• **Exercise task**: Can you rewrite the records below as a Markdown table with the columns Row and Line, putting each nonblank line in its own row numbered in order?

***** Material supplied *****

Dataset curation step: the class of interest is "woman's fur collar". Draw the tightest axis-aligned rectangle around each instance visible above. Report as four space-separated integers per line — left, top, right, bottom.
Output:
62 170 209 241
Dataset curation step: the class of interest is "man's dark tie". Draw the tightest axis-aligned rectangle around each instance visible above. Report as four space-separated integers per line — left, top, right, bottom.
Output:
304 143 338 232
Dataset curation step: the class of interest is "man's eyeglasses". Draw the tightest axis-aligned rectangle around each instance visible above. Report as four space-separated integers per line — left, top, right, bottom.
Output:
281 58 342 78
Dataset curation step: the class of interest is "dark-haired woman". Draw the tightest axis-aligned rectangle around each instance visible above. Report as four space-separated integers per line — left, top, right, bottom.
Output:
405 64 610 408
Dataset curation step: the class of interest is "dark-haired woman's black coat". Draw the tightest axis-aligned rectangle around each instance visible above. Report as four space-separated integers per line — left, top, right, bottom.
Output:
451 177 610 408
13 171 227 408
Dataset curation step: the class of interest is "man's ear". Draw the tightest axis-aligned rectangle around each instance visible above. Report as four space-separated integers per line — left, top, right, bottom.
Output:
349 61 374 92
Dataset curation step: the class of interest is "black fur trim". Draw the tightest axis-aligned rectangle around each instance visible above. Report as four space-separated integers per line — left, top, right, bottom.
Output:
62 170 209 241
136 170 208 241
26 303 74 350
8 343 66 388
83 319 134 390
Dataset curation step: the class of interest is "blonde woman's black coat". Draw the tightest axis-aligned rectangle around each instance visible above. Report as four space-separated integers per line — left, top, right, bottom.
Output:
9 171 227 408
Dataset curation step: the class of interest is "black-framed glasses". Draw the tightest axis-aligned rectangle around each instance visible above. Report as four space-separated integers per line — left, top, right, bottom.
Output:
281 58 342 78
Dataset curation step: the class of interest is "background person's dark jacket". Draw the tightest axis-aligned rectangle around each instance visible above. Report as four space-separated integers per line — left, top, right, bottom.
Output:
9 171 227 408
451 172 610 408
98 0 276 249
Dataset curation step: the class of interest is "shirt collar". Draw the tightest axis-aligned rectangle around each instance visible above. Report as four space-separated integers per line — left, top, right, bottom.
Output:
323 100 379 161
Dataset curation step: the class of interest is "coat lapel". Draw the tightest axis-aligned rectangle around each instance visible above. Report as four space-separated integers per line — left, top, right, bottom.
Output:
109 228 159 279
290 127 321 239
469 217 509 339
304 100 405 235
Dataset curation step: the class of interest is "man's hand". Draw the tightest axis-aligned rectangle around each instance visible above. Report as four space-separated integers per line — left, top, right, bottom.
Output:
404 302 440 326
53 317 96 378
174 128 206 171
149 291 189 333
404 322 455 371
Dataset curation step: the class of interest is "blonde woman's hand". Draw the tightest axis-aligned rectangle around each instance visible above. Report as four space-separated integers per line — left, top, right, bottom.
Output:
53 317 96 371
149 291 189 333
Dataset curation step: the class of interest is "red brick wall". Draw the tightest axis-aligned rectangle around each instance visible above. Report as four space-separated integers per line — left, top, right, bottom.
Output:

*****

• **Solution for this task**:
| Row | Line |
|---|---|
| 1 | Dataset curation step: the class of interest is "woman's fur collar". Draw the tightest axis-aligned rectangle around each instance visible above. Report as four space-separated integers per line — left, top, right, bottom. |
| 2 | Output: |
| 3 | 62 170 209 241 |
| 4 | Dataset curation step: the class of interest is "man's dark tie". Draw the tightest axis-aligned rectangle around each instance visible above. Report as four space-separated integers per line — left, top, right, bottom. |
| 5 | Output: |
| 6 | 304 143 338 232 |
| 7 | Dataset curation step: the class of interest is "man's eyeglasses". Draw the tightest axis-aligned rectangle around each instance visible above. Report as four space-separated integers per line — left, top, right, bottom. |
| 8 | Output: |
| 9 | 281 58 342 78 |
| 10 | Dataset curation step: the class of interest is "dark-haired woman". Draw the tightest axis-aligned rectangle around each instance visible above. Report as four space-separated integers per line — left, top, right, bottom. |
| 11 | Output: |
| 12 | 405 64 610 408 |
| 13 | Dataset curation step: the class of interest is "dark-haired woman's black coat". Draw the tightest axis-aligned rectangle around each instance visible above. Report as four space-separated integers per line — left, top, right, bottom. |
| 14 | Output: |
| 15 | 451 177 610 408 |
| 16 | 13 171 227 408 |
| 17 | Dataset curation step: the class of interest is "man's ear". Draw the tightest axis-aligned rectangle around each instance visible above. Report as four space-separated integers per line — left, top, right, bottom. |
| 18 | Output: |
| 19 | 349 61 374 92 |
| 20 | Dataset curation step: the class of interest is "black fur trim". Draw the tightest axis-aligned rectangle around each instance visible above. Report as four space-separated integers per line — left, top, right, bottom. |
| 21 | Output: |
| 22 | 62 170 209 241 |
| 23 | 136 170 208 241 |
| 24 | 26 303 74 350 |
| 25 | 8 343 66 388 |
| 26 | 83 319 134 390 |
| 27 | Dataset curation step: the class of interest is "blonde woman's black coat". Draw the tightest axis-aligned rectangle around each instance visible above. Report as four space-separated integers per line — left, top, right, bottom. |
| 28 | Output: |
| 29 | 9 171 227 408 |
| 30 | Dataset curation step: the class of interest is "black-framed glasses". Draw the tightest axis-aligned rectangle around each instance visible above. Report as four space-separated integers per line — left, top, right, bottom. |
| 31 | Output: |
| 32 | 281 58 342 78 |
| 33 | Dataset curation step: the class of interest is "background person's dark jacket". Draw the tightest axis-aligned rectangle around each instance visible above. Report as four space-separated integers per line — left, top, right, bottom. |
| 34 | Output: |
| 35 | 9 171 227 408 |
| 36 | 451 172 610 408 |
| 37 | 98 0 276 249 |
| 38 | Dataset curation step: the class of interest is "shirt collar". Draw the tightest axis-aligned rectangle around each instance visible above. Report as four space-separated integers per line — left, top, right, bottom. |
| 39 | Output: |
| 40 | 323 100 379 161 |
| 41 | Dataset curation step: the class of interest is "coat lapel". Draw the tightest axis-aligned rectangle around each instance visible above. Report as four space-separated integers per line — left, top, right, bottom. |
| 42 | Output: |
| 43 | 109 228 159 279 |
| 44 | 290 127 321 239 |
| 45 | 469 217 509 339 |
| 46 | 304 100 405 235 |
| 47 | Dataset curation step: the class of interest is "man's hand". Draw the tightest axis-aligned rectangle around each instance visible above. Report as four space-separated integers per line — left, top, right, bottom. |
| 48 | Output: |
| 49 | 404 302 440 326 |
| 50 | 53 317 96 378 |
| 51 | 174 128 206 171 |
| 52 | 149 291 189 333 |
| 53 | 404 322 455 371 |
| 54 | Dataset curation step: the class of interest is "blonde woman's hand". Draw the tightest axis-aligned rectangle around each instance visible above. Report as four space-separated integers per line — left, top, right, bottom. |
| 55 | Output: |
| 56 | 53 317 96 371 |
| 57 | 149 291 189 333 |
| 58 | Dataset curation step: the class of interest is "red brick wall". Draw the tightest axis-aligned rectangle around each instance visible above. Report as four space-separated integers per line — left, top, right, bottom. |
| 59 | Output: |